• Given passage:

In 1972, there was no automatic position reporting, this had to be done by voice when the aircraft was not in radar contact. Distress transmitters, which range can reach 150 km in favorable circumstances, were already used by military at some places, and were being generalized to commercial aircraft. However distress signals were not monitored by satellites like they are today, but from ground stations (including by ham radio-operators who since a long time play a significant role in disaster communications and localization), from airborne aircraft and from ships.
If the search team couldn't find the aircraft, it can be because no distress beacon was on the aircraft, because they searched at the wrong place, or because for some reason it was not active. Beacons of that era could fail simply because their antenna was destroyed, or shielded by metal debris. Automatic beacons could also fail to activate, and the team may be unable to trigger it manually because they cannot recover it.
You mention GPS, be aware GPS is of no help in position reporting. Like other positioning systems, GPS can be used by the crew to determine their position. They still have to report it to ground control by some means.
Position determination vs. reporting
It is important not to not mix two different things: Position determination and position reporting. Today you may read everything is "GPS tracked", but this is inaccurate and misleading. While many systems track us in real time, like the cellular phone operators, this is not the case of GPS, because a GPS receiver is a just a receiver, it doesn't send any information nor interact with satellites.
In the case of aircraft, ground control using a radar is able to determine the aircraft location and can share it with the crew. Radars have a limited range, don't work well in mountainous area, and are not implemented in oceans. When no radar can be used, the aircraft crew themselves determine the position. Then this position must be reported to ground control to make them aware.
Position determination and reporting by aircraft
Position determination. Today includes GNSS (GPS, Galileo, Glonass, etc). At the time this happened GNSS didn't exist, but other techniques were used, most still used today: Inertial system, Loran, VOR, TACAN, etc.
Position reporting. At the time, when out of radar coverage, reporting was done by the crew by voice communication, at predetermined reporting points along the route. The need to report the position is part of regulation, e.g. for FAA in FAR 71.5:
§ 71.5 Reporting points. The reporting points listed in subpart H of FAA Order JO 7400.11F (incorporated by reference, see § 71.1) consist of geographic locations at which the position of an aircraft must be reported in accordance with part 91 of this chapter.
Today there are multiple techniques to automatically report the position, like CPDLC, the most used is ADS-B. ADS-B is coupled with a GNSS receiver. The GPS position is broadcast blindly by the ADS-B transmitter and can be received both by control for tracking and by other aircraft for collision avoidance.
Current integration of SSR (radar) and ADS-B/TIS-B, source
As ADS-B is not encrypted, actually anyone can receive the aircraft position, and this is what ADS-B tracking sites use first.
There must be ADS-B ground stations closer than radio horizon. So ADS-B suffers the same range limit than radar. But this is going to evolve quickly, in the next 3 to 5 years ADS-B will be received by satellites, and satellites will relay the reportings to ground control. See details below.

• Written instruction: Transcribe the part of the passage on aircraft position reporting that opens with the words "You mention GPS, be" and closes with "interact with satellites.". The entries come from a different source than the passage on aircraft position reporting.

• Information provided:
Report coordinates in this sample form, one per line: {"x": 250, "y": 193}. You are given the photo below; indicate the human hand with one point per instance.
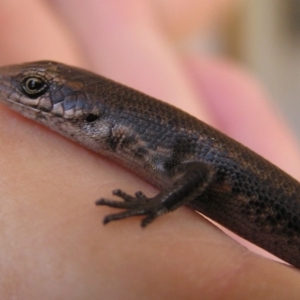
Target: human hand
{"x": 53, "y": 243}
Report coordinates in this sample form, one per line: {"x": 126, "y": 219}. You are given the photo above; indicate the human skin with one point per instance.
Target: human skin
{"x": 53, "y": 242}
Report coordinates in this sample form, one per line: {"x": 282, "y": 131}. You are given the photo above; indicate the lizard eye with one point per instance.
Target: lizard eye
{"x": 34, "y": 86}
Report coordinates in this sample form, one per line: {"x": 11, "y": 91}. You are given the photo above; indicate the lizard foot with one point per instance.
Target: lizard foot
{"x": 137, "y": 205}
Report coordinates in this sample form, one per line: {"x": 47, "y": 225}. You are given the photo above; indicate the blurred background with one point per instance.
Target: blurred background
{"x": 264, "y": 35}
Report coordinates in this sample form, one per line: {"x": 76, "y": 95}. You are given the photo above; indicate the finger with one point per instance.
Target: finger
{"x": 182, "y": 19}
{"x": 31, "y": 31}
{"x": 123, "y": 42}
{"x": 242, "y": 110}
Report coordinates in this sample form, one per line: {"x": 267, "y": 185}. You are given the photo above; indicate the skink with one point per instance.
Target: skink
{"x": 191, "y": 163}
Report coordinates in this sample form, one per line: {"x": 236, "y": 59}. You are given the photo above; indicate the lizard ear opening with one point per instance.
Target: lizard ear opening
{"x": 91, "y": 118}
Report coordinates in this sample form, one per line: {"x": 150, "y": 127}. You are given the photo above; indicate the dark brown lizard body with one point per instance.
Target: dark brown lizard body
{"x": 192, "y": 163}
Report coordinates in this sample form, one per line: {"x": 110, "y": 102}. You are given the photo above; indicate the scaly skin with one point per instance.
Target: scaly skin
{"x": 192, "y": 163}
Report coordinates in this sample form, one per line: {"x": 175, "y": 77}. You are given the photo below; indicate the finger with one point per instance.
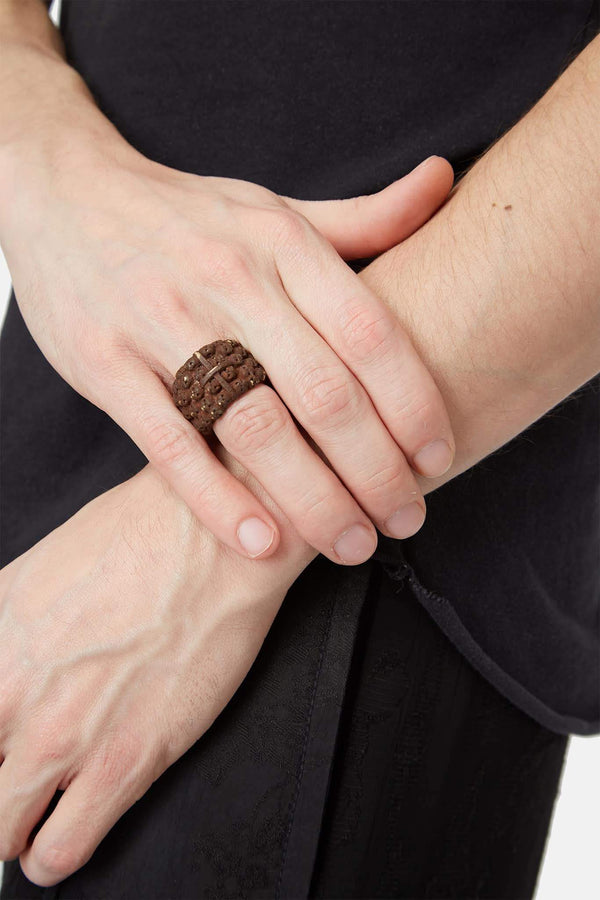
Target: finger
{"x": 84, "y": 815}
{"x": 184, "y": 458}
{"x": 368, "y": 225}
{"x": 336, "y": 411}
{"x": 366, "y": 335}
{"x": 260, "y": 433}
{"x": 24, "y": 797}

• Problem solution:
You mention GPS, be aware GPS is of no help in position reporting. Like other positioning systems, GPS can be used by the crew to determine their position. They still have to report it to ground control by some means.
Position determination vs. reporting
It is important not to not mix two different things: Position determination and position reporting. Today you may read everything is "GPS tracked", but this is inaccurate and misleading. While many systems track us in real time, like the cellular phone operators, this is not the case of GPS, because a GPS receiver is a just a receiver, it doesn't send any information nor interact with satellites.